Records from a dataset:
══════

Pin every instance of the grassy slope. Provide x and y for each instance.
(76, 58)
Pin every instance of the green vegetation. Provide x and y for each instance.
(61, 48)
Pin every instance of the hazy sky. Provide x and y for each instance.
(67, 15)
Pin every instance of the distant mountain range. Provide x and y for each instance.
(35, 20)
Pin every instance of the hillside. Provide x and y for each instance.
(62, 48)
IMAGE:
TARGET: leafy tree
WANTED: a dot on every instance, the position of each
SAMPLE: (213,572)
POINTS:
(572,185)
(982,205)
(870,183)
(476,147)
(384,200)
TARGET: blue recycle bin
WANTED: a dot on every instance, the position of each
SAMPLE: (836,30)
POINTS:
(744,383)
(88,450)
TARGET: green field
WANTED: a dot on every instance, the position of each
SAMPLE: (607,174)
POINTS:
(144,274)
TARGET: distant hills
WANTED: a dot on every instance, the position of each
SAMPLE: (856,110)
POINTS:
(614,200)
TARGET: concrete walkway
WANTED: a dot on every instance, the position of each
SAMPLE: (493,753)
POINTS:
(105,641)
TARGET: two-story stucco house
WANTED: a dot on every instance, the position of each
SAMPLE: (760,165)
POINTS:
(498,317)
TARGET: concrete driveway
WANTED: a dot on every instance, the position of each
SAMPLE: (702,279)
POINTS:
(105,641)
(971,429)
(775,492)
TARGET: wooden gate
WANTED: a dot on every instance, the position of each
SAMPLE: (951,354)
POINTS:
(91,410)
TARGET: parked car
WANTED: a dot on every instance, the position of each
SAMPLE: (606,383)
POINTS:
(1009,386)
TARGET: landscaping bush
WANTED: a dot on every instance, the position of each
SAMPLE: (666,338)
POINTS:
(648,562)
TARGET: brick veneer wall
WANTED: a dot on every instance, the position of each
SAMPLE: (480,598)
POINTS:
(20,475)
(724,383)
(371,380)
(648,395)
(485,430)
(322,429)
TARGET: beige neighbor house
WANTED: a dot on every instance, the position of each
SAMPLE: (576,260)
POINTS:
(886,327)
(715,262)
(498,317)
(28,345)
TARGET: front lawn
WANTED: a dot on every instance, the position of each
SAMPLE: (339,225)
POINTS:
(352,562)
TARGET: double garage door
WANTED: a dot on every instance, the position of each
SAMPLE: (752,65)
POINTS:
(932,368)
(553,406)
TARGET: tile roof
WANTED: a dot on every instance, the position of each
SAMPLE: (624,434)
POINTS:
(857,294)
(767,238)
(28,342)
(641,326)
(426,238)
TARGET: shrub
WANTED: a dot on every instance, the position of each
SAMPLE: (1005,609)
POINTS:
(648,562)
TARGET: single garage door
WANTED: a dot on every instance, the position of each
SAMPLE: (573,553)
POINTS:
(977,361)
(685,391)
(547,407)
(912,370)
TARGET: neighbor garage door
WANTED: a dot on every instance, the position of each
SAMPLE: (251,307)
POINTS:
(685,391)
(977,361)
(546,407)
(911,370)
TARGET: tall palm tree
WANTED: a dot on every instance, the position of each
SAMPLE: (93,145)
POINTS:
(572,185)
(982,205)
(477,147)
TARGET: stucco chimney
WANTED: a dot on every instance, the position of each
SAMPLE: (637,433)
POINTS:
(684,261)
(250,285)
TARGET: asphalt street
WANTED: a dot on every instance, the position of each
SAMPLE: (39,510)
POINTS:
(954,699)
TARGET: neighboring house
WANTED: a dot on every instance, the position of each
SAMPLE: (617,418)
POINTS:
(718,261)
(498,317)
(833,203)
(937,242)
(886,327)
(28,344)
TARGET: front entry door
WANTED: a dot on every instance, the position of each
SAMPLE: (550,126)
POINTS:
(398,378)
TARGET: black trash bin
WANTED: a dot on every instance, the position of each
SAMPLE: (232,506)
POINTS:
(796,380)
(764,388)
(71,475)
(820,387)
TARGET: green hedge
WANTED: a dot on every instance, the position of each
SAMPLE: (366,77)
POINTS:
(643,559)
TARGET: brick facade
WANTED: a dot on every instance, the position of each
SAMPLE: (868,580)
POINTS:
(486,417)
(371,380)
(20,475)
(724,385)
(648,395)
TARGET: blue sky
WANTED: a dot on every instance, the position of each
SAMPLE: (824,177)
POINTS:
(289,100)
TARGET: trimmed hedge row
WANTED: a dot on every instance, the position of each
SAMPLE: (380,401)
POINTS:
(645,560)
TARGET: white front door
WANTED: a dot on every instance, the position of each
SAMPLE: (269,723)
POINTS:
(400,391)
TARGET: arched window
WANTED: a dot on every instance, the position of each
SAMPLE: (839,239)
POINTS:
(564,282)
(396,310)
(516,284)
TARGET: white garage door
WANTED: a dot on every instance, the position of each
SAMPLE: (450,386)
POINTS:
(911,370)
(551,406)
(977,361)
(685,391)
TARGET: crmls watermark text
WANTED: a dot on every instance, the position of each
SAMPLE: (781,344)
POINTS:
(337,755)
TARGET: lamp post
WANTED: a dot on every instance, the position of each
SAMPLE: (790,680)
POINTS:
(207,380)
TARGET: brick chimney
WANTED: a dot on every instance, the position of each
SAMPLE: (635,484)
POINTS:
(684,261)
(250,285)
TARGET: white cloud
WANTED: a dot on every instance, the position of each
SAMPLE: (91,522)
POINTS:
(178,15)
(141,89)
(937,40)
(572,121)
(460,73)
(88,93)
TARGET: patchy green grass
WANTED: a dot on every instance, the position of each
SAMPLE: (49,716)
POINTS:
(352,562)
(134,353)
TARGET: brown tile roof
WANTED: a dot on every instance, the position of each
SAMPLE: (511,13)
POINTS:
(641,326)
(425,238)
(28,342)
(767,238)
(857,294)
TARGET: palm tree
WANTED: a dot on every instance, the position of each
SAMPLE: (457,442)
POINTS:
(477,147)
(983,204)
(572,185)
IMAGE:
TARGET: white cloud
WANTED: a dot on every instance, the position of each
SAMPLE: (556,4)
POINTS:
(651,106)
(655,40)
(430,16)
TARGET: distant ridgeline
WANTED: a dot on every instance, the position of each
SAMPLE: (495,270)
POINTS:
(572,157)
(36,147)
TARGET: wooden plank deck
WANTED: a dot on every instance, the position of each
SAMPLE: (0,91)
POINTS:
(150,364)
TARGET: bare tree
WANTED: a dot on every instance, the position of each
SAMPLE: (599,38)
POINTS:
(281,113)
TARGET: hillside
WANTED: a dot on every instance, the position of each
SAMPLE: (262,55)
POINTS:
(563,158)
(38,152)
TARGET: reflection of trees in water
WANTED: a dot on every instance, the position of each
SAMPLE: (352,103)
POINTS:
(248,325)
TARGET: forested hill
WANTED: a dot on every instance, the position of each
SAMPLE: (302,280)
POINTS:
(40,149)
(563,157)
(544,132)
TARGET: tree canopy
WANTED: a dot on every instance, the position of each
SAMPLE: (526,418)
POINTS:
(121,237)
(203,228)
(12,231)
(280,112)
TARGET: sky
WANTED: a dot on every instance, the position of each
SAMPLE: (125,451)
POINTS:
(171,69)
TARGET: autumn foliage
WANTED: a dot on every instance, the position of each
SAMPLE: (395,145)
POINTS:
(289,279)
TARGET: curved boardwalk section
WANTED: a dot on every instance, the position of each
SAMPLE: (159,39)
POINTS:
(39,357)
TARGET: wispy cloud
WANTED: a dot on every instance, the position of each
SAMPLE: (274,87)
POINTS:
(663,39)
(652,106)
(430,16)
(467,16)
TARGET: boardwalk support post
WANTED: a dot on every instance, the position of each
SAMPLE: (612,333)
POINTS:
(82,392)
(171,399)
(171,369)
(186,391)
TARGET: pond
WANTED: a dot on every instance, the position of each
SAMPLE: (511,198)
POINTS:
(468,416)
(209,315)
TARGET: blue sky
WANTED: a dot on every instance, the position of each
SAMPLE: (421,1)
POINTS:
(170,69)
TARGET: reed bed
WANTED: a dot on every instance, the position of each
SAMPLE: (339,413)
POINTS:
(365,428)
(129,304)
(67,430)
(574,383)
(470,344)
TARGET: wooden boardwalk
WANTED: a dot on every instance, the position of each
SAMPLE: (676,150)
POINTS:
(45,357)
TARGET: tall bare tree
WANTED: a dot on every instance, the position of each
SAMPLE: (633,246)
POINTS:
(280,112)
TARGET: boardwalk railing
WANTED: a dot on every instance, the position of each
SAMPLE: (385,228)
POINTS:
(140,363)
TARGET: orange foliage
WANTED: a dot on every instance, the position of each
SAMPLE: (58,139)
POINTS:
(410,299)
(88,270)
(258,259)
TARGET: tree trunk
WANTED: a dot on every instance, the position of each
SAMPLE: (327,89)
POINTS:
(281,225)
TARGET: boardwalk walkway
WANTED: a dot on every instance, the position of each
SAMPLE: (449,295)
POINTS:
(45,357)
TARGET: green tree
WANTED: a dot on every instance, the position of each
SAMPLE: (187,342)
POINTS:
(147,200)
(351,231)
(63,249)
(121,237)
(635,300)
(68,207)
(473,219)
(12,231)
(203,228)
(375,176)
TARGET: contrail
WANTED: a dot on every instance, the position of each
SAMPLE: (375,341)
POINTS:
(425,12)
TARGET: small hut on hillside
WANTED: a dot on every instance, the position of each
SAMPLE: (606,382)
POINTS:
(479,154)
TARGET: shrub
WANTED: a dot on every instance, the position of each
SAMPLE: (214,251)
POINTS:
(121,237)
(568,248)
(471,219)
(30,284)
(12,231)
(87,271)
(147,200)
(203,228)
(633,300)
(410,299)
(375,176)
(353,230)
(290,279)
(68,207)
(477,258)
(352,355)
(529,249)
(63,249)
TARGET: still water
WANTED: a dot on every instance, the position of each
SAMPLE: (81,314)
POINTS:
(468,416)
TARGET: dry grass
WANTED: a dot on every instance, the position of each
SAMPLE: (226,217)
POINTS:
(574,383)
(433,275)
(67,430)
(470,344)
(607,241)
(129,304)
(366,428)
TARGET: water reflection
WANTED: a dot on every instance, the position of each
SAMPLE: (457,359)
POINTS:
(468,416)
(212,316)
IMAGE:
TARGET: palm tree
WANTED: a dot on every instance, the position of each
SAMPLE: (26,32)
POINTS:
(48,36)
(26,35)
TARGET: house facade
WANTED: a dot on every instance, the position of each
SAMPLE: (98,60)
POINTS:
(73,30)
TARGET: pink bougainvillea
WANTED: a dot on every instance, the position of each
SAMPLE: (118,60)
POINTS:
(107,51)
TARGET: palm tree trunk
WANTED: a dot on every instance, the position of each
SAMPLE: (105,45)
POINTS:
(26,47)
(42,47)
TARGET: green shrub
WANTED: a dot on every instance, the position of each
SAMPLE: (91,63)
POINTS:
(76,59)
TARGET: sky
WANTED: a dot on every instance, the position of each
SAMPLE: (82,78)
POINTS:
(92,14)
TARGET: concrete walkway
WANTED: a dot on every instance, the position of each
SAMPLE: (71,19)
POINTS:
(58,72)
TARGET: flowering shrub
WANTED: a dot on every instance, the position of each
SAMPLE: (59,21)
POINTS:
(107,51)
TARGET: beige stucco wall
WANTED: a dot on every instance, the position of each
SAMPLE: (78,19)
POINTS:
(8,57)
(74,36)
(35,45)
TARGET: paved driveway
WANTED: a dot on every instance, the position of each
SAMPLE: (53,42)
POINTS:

══════

§ INSTRUCTIONS TO FOLLOW: Find every line of the data that holds the string "white", then say how many there are and nothing else.

§ ANSWER SECTION: 4